Passage to read:
Its versatility has lead it to multiple and various platforms

Jon Peddie

The original use and development for the GPU was to accelerate 3D games and rendering. The acceleration of the game’s 3D models involved geometry processing, matrix math, and sorting. Rendering involved polishing pixels and hiding some of them. Two distinctive, non-complimentary tasks, but both served admirably by a high-speed parallel processor configured as a SIMD — same instruction, multiple data, architecture. The processors were used in shading applications and became known as Shaders. Those early GPUs were applied to graphics add-in boards (AIBs) and served their users very well.

It didn’t take long for the mass-produced GPU, which enjoyed the same economy of scale as the ubiquitous x86 processor, to be recognized as a highly cost-effective processor with massive compute-density. As such it was applied as a compute accelerator, and other than an awkward programming interface that only a coder could love, it exceeded the expectations of the users, and the suppliers. GPUs ultimately found their way into the top 10 of the 500 supercomputers, year after year.

GPUs were also applied to image-processing workloads in high-end, ultra-high-resolution cameras, robotic cameras, and cameras in smartphones. That then lead to the application of GPUs in machine learning and AI, both for training and inference.

And it didn’t stop there. GPUs were placed in servers in the datacenter for bursty projects like film rendering as a service from the merchant cloud providers, which led to the idea of making a remote GPU a virtual GPU bringing the power of a big (and usually expensive) GPUs to users who only needed that power occasionally, or a user that just didn’t have the budget or space for a powerful local GPU.

GPUs then found their way into the x86 CPU, as well as ARM-based SoCs, in the form of shared memory integrated GPUs.

Exercise aim: Please write out the passage about GPUs in full, word for word. The lines that come next have nothing to do with the passage about GPUs.

Dataset excerpt:
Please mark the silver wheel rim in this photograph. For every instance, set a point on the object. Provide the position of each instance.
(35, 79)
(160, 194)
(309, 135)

Problem solution:
Its versatility has lead it to multiple and various platforms

Jon Peddie

The original use and development for the GPU was to accelerate 3D games and rendering. The acceleration of the game’s 3D models involved geometry processing, matrix math, and sorting. Rendering involved polishing pixels and hiding some of them. Two distinctive, non-complimentary tasks, but both served admirably by a high-speed parallel processor configured as a SIMD — same instruction, multiple data, architecture. The processors were used in shading applications and became known as Shaders. Those early GPUs were applied to graphics add-in boards (AIBs) and served their users very well.

It didn’t take long for the mass-produced GPU, which enjoyed the same economy of scale as the ubiquitous x86 processor, to be recognized as a highly cost-effective processor with massive compute-density. As such it was applied as a compute accelerator, and other than an awkward programming interface that only a coder could love, it exceeded the expectations of the users, and the suppliers. GPUs ultimately found their way into the top 10 of the 500 supercomputers, year after year.

GPUs were also applied to image-processing workloads in high-end, ultra-high-resolution cameras, robotic cameras, and cameras in smartphones. That then lead to the application of GPUs in machine learning and AI, both for training and inference.

And it didn’t stop there. GPUs were placed in servers in the datacenter for bursty projects like film rendering as a service from the merchant cloud providers, which led to the idea of making a remote GPU a virtual GPU bringing the power of a big (and usually expensive) GPUs to users who only needed that power occasionally, or a user that just didn’t have the budget or space for a powerful local GPU.

GPUs then found their way into the x86 CPU, as well as ARM-based SoCs, in the form of shared memory integrated GPUs.